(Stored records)
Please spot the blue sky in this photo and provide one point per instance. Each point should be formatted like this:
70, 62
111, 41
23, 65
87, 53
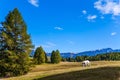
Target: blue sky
69, 25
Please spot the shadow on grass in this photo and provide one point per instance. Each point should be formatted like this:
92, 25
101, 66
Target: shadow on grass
104, 73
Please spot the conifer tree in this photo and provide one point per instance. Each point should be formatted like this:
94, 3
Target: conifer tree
46, 58
15, 45
39, 56
55, 57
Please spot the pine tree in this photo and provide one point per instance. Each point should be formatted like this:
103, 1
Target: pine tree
58, 57
15, 47
39, 56
46, 58
55, 57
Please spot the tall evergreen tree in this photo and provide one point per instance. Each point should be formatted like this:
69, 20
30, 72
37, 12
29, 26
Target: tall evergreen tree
55, 57
39, 56
58, 57
16, 45
46, 58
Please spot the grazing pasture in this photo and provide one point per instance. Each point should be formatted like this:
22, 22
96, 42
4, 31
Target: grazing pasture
99, 70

▶ [Directions]
Report each line of the records that holds the word "photo".

▶ [Solution for this exercise]
Please spot the blue sky in this photo and provide one point per instance. Each point should be formatted like this:
Please spot the shadow on grass in this photo and provide one point per instance. Each point should be formatted like this:
Please spot the conifer tree in this photo and provide one point per instance. Each point should be formatted like this:
Please spot the pine tree in this photo and provide one point per instance. Each point should be formatted like this:
Please spot the tall evergreen tree in this photo and provide one point per instance. Each point should be formatted like this:
Please spot the grazing pasture in this photo and provide one point per instance. Each point should be formatted like this:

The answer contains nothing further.